SOURCE DOCUMENT ->
━━━━━━━━━━━━━━━━━━━━━━━━━━━━━━

LinkedIn Data Analyst Jobs | ETL

Extract info from LinkedIn job postings using Selenium and Beautiful Soup
Search Criteria:
    -Data Analyst
    -Chicago, IL
    -Posted in past 24 hours
    -Within 25 miles
    -Entry level

Import

In [1]:
import requests
from bs4 import BeautifulSoup
import pandas as pd
import numpy as np
from datetime import date
from datetime import datetime
import time
import json
from selenium import webdriver
from selenium.webdriver.common.by import By
from selenium.webdriver.common.keys import Keys
from selenium.webdriver.chrome.service import Service
from selenium.webdriver.support.wait import WebDriverWait
from selenium.webdriver.support import expected_conditions as EC
from webdriver_manager.chrome import ChromeDriverManager
import time
import config
from google.cloud import bigquery
from google.oauth2 import service_account

In [4]:
#start timer
start_time = time.perf_counter()

Extract

In [42]:
#use Selenium to scroll to bottom of search results page and begin extracting data
#url to extract
url  = 'https://www.linkedin.com/jobs/search?keywords=Data%20Analyst&location=Chicago%2C%20Illinois%2C%20United%20States&locationId=&geoId=103112676&f_TPR=r86400&distance=25&f_E=2&position=1&pageNum=0'

In [43]:
def extract_all_jobs(url):
    driver = webdriver.Chrome(service=Service(ChromeDriverManager().install()))
    driver.get(url)
    #scroll to bottom
    SCROLL_PAUSE_TIME = 0.5

    # Get scroll height
    last_height = driver.execute_script("return document.body.scrollHeight")

    while True:
        # Scroll down to bottom
        driver.execute_script("window.scrollTo(0, document.body.scrollHeight);")

        # Wait to load page
        time.sleep(SCROLL_PAUSE_TIME)

        # Calculate new scroll height and compare with last scroll height
        new_height = driver.execute_script("return document.body.scrollHeight")
        if new_height == last_height:
            break
        last_height = new_height

    class_name = "job-search-card"
    jobs = driver.find_elements(By.CLASS_NAME,class_name)
    for job in jobs:
        job_link = job.find_element(By.CLASS_NAME,"base-card__full-link").get_attribute('href')
        title = job.find_element(By.CLASS_NAME,"base-search-card__title").text
        company = job.find_element(By.CLASS_NAME,"hidden-nested-link").text
        company_link = job.find_element(By.CLASS_NAME,"hidden-nested-link").get_attribute('href')
        location = job.find_element(By.CLASS_NAME,"job-search-card__location").text
        try:
            benefit = job.find_element(By.CLASS_NAME,"result-benefits__text").text
        except:
            benefit = ''
        data ={
            'date' : date.today(),
            'job_link': job_link,
            'title': title,
            'company': company,
            'company_link': company_link,
            'location': location,
            'benefit': benefit
        }
        job_list.append(data)
        
    driver.close() #close the browser
    return

In [44]:
job_list = []
extract_all_jobs(url)
df = pd.DataFrame(job_list) #create dataframe with job list

In [48]:
#use Beautiful Soup to scrape each job link of more info
def extract_job_details(job_links):
    for link in job_links:
        #headers = {'User-Agent': 'Mozilla/5.0 (Macintosh; Intel Mac OS X 10_15_7) AppleWebKit/537.36 (KHTML, like Gecko) Chrome/112.0.0.0 Safari/537.36'}
        url  = link
        #r = requests.get(url,headers)

━━━━━━━━━━━━━━━━━━━━━━━━━━━━━━

A data block
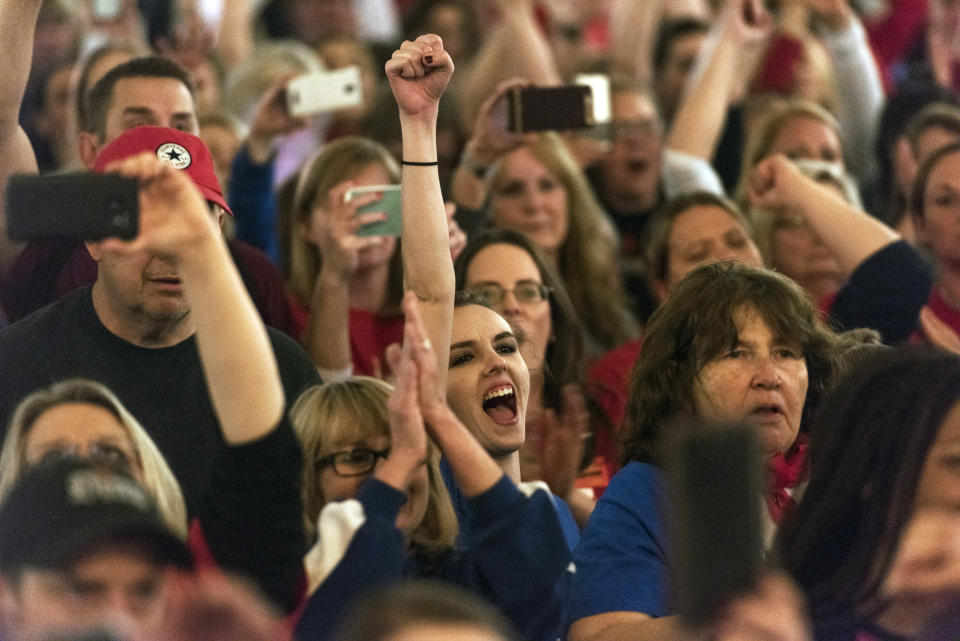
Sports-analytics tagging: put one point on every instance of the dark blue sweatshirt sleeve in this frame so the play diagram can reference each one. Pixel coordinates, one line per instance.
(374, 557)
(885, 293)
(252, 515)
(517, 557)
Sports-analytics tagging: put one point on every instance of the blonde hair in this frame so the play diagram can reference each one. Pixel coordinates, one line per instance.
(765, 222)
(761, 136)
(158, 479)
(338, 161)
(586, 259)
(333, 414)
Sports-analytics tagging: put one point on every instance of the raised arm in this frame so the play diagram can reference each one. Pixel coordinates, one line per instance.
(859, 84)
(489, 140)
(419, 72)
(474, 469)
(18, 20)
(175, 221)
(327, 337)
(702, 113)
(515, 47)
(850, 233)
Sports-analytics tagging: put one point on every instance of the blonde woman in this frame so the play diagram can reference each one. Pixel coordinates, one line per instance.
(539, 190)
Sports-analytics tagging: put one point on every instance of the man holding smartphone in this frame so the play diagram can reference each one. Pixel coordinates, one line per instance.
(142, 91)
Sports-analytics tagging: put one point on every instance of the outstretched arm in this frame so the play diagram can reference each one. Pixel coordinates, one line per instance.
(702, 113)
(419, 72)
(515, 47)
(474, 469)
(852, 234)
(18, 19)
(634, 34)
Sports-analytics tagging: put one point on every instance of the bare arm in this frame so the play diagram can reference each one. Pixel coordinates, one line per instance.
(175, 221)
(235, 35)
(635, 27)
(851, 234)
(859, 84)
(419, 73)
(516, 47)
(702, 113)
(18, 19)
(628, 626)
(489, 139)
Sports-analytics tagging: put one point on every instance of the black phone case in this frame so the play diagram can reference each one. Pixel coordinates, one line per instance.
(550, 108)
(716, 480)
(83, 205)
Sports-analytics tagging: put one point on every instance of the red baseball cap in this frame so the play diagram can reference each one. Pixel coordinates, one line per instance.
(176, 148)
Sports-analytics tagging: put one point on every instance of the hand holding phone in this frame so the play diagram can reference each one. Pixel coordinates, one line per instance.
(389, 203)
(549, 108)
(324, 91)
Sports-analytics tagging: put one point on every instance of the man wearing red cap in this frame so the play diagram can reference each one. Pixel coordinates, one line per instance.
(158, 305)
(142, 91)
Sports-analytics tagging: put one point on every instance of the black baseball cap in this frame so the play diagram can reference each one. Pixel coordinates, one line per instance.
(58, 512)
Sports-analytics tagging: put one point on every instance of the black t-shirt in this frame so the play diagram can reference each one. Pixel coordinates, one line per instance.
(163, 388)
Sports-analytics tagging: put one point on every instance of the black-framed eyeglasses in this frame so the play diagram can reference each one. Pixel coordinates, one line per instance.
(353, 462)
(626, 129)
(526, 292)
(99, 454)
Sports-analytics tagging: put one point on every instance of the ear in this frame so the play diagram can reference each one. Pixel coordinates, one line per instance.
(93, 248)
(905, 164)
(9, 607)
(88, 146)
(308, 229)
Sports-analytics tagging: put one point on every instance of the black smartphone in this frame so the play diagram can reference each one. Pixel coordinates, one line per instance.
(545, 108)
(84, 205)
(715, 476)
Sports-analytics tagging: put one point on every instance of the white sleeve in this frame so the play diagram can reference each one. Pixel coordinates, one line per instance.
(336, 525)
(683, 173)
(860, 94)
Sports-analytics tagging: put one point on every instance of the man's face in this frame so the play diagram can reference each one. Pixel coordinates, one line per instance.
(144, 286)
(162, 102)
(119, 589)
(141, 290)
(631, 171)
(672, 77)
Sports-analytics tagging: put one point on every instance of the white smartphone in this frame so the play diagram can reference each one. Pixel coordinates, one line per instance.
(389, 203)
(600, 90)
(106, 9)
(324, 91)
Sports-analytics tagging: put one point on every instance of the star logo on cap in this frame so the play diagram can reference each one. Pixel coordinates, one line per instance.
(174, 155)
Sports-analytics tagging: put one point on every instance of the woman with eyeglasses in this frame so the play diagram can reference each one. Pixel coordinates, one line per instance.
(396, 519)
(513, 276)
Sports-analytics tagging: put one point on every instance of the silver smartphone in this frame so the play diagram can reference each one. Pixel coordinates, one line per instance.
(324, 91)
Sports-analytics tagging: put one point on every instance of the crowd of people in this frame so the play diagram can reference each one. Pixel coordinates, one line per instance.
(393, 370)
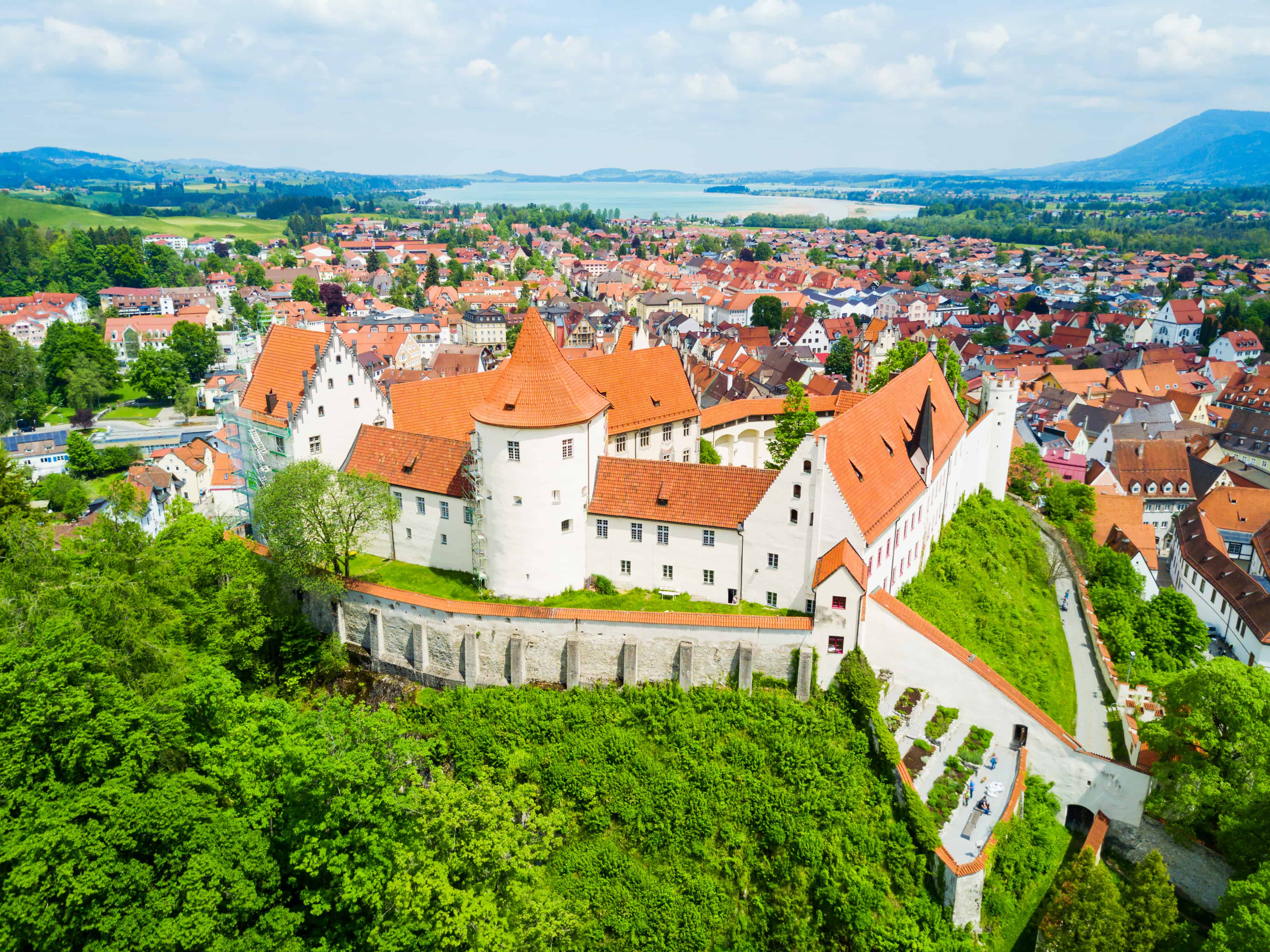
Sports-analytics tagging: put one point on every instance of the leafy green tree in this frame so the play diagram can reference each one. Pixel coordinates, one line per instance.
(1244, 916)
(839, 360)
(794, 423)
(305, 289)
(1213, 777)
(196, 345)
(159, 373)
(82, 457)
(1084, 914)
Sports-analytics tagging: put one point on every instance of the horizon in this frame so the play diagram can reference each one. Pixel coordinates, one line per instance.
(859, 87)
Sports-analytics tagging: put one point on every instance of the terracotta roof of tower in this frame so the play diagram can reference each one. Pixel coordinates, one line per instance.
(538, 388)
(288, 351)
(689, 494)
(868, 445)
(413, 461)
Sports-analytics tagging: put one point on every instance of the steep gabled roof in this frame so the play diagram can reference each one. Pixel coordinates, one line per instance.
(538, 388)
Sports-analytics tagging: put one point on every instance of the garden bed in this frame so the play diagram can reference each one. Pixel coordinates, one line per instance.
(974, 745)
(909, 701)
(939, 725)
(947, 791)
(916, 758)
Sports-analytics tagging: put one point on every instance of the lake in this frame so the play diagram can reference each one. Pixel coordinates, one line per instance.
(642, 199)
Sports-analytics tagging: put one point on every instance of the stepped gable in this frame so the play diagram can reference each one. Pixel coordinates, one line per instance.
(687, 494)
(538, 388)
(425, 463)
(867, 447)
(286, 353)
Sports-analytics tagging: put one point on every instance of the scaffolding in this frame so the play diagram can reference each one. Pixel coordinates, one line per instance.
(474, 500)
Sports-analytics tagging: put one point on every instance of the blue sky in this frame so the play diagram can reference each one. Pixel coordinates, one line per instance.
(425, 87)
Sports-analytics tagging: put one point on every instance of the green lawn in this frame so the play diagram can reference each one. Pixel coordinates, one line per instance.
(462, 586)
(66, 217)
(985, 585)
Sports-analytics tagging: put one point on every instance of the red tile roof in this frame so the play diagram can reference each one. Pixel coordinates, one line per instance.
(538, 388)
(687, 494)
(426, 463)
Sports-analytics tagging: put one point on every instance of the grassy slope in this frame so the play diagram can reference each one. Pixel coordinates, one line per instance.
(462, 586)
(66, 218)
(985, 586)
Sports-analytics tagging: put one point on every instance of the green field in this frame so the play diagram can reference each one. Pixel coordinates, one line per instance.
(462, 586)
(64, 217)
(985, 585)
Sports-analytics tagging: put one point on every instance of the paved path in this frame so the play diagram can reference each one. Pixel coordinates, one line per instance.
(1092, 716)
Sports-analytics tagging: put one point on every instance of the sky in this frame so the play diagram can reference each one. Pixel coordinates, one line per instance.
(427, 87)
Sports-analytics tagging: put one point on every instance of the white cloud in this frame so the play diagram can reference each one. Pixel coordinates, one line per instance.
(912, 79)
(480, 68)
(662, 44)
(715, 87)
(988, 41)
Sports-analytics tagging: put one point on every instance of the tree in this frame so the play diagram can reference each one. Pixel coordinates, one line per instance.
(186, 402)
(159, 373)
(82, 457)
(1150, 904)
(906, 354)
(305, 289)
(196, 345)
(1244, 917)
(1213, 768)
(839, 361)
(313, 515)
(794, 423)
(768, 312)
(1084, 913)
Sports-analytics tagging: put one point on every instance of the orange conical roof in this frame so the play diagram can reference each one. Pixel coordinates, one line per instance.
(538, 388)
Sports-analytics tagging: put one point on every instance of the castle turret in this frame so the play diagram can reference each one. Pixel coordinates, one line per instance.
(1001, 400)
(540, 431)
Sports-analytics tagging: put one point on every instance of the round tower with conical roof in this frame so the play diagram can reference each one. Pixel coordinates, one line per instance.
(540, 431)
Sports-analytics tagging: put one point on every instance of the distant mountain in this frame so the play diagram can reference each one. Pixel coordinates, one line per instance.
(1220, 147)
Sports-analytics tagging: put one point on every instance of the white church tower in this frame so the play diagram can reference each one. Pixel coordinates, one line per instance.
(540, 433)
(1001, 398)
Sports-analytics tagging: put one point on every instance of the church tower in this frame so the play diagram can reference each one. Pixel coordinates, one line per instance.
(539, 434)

━━━━━━━━━━━━━━━━━━━━━━━━━━━━━━

TO-DO LIST ->
1. What value does the LinkedIn job-scraping notebook assign to SCROLL_PAUSE_TIME?
2. Extend the LinkedIn job-scraping notebook from the point where it stops.
The entries are not needed for either task.

OUTPUTS ->
1. 0.5

2.
        driver = webdriver.Chrome(service=Service(ChromeDriverManager().install()))
        driver.get(url)
        #wait for page load
        try:
            element = WebDriverWait(driver, 10).until(
                EC.presence_of_element_located((By.CLASS_NAME, 'description__job-criteria-list'))
            )
        except:
            continue
        #driver.implicitly_wait(10)
        
        html = driver.page_source
        soup = BeautifulSoup(html,'html.parser') #read with beautiful soup
        #use try loops for each column. when page doesn't load, this will prevent errors and keep row count the same
        try:
            description = soup.find('div',class_ ='show-more-less-html__markup').text.strip()
        except:
            description = ''
        try:
            applicant_caption = soup.find('figcaption',class_ ='num-applicants__caption').text.strip()
        except:
            applicant_caption = ''
        try:
            posted_time_ago = soup.find('span',class_ ='posted-time-ago__text posted-time-ago__text--new topcard__flavor--metadata').text.strip()
        except:
            posted_time_ago = ''
        criteria = soup.find_all('li',class_='description__job-criteria-item')
        try:
            seniority_level = criteria[0].find('span',class_ = 'description__job-criteria-text description__job-criteria-text--criteria').text.strip()
        except:
            seniority_level = ''
        try:
            employment_type = criteria[1].find('span',class_ = 'description__job-criteria-text description__job-criteria-text--criteria').text.strip()
        except:
            employment_type = ''
        try:
            job_function = criteria[2].find('span',class_ = 'description__job-criteria-text description__job-criteria-text--criteria').text.strip()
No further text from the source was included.